South Africans are carnivores who prefer their meat ‘pure’ – many will turn up their noses at barbecuing processed sausages and burger patties.
The only acceptable sausage is boerewors – literally meaning ‘farmer’s sausage’ which is made from various meats – it can be a combination of beef and pork, but can also incorporate warthog, and various types of local antelope. Get the recipe here.
Grilled Wagyu Beef
Wagyu beef is highly desirable because of its fat-marbled meat making it more tender and tastier. The Wagyu cattle originate from Japan, but are becoming popular in countries like the US where Wagyu cattle must conform to the standards set by the American Wagyu Association.
The meat is also higher in omega 3 and omega 6 than other beef. Get the recipe here.
Grilling T-Bone Steak
I once went to a barbeque where the young host treated his guests to his barbecued meat. It was one of those events where we were all seated around the fire, the music pounding while the chef plied us with more of his offerings.
The steak was so tough the guests couldn’t not eat it so his dog received plenty of surreptitious offerings in the dark! The man was so overjoyed with his cooking ‘skills’ that none of us had the heart to tell him his steak was virtually inedible!
Steak on the barbecue has to be perfected – from the heat of the flame to the correct choice of meat, marinade and maturing as well as the ‘resting period’ after removing the steak from the flames, and there are some good tips here.
Homemade Turkish Meatballs
Ground beef combined with various spices can be cooked in a skillet over an open fire. But there is a little secret to creating melt in the mouth meatballs, and this recipe shows you how.
Serve with campfire pita bread (see the bread section of this article) and a selection of campfire roasted vegetables. Get the recipe here.
Easy Grilled Chicken
The balsamic lemon herb marinade is the secret to getting this boneless, skinless chicken breasts succulent. It’s a marinade with lots of herbs, but easy to put together. All you need is time to allow the chicken to soak in the marinade for between one hour to overnight.
If you’re having a large gathering around the campfire preparing the marinade the day before or in the morning will give you time to socialize while simply turning the chicken on the grill. Get the recipe here.

■ ■ ■ ■ ■

▶ _INSTRUCTIONS TO FOLLOW_:
Please copy the barbecue text starting at "The meat is" and ending at "good tips here.", switching "guests" to "visitors" wherever it occurs. The records have no connection to the barbecue text.

[Items listed in a dataset]
■ ■ ■ ■ ■

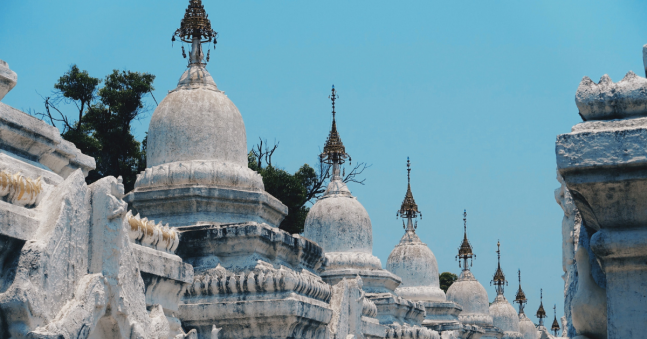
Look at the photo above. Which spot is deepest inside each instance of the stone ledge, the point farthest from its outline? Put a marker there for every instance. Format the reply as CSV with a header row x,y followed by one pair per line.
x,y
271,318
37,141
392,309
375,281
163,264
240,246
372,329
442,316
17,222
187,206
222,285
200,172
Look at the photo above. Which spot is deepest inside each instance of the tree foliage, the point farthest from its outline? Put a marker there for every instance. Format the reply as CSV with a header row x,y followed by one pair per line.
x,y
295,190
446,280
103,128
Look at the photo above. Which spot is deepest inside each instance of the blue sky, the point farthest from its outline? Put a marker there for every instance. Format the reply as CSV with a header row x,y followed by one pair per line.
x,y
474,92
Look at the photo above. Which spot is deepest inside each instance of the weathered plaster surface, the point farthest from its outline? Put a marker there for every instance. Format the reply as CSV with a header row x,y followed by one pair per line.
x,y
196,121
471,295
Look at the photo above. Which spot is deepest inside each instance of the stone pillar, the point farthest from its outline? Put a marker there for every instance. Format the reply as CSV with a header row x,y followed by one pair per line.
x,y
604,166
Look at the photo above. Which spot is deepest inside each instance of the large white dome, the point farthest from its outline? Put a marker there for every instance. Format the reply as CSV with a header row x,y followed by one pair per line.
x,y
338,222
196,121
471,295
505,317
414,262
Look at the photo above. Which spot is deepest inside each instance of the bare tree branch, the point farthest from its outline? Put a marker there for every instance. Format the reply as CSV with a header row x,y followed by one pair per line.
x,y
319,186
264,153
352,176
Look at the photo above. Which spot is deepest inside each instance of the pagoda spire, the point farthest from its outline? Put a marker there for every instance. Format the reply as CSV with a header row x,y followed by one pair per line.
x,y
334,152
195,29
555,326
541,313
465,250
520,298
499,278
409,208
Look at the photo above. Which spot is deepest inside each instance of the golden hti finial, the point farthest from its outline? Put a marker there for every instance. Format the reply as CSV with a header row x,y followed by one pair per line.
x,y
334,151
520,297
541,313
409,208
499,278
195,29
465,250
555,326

■ ■ ■ ■ ■

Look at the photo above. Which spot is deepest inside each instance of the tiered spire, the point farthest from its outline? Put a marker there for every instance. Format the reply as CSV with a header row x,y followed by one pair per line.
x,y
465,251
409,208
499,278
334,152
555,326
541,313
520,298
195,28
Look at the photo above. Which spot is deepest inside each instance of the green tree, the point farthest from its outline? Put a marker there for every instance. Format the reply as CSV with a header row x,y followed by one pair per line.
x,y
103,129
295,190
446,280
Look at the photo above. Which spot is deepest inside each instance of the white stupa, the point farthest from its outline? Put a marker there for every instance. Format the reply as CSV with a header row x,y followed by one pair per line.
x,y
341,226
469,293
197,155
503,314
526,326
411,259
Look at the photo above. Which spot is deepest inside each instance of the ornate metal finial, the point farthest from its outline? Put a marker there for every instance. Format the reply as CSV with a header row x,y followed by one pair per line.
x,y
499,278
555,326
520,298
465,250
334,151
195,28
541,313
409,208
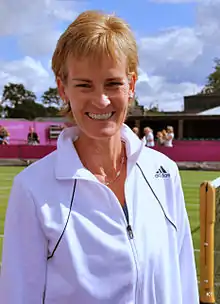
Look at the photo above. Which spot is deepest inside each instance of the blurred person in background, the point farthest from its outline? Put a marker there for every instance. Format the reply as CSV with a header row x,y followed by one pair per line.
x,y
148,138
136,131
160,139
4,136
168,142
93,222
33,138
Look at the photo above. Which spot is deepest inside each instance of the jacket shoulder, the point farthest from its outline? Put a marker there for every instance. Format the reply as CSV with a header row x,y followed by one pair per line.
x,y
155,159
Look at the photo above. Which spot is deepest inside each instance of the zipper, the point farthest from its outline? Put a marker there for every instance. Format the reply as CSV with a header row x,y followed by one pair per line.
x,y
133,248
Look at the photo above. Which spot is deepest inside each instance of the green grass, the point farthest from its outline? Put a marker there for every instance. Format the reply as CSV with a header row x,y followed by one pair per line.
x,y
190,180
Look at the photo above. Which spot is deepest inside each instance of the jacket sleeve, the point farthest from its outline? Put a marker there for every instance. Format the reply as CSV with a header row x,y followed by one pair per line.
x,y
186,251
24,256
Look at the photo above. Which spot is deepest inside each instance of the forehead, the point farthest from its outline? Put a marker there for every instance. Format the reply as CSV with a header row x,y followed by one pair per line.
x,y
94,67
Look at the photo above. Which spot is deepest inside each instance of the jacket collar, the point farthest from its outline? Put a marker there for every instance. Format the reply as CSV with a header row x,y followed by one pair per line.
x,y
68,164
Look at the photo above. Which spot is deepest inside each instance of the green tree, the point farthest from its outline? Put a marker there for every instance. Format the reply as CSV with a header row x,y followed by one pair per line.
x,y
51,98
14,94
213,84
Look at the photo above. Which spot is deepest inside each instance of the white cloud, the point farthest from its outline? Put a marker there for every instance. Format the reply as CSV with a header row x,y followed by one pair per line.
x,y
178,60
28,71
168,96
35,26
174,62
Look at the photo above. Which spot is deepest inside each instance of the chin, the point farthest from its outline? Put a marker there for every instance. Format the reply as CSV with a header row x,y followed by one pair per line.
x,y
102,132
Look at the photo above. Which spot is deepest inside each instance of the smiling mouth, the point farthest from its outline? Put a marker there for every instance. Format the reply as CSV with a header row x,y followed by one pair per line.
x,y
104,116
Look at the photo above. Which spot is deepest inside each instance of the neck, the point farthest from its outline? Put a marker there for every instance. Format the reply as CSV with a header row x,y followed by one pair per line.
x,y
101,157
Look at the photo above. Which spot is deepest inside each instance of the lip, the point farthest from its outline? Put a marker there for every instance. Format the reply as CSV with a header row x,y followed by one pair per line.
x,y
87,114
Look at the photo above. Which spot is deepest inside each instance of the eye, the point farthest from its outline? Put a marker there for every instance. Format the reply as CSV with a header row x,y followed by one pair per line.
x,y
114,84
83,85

■ ■ ■ ■ ■

▶ _ANSWER BELOW_:
The meat is also higher in omega 3 and omega 6 than other beef. Get the recipe here.
Grilling T-Bone Steak
I once went to a barbeque where the young host treated his visitors to his barbecued meat. It was one of those events where we were all seated around the fire, the music pounding while the chef plied us with more of his offerings.
The steak was so tough the visitors couldn’t not eat it so his dog received plenty of surreptitious offerings in the dark! The man was so overjoyed with his cooking ‘skills’ that none of us had the heart to tell him his steak was virtually inedible!
Steak on the barbecue has to be perfected – from the heat of the flame to the correct choice of meat, marinade and maturing as well as the ‘resting period’ after removing the steak from the flames, and there are some good tips here.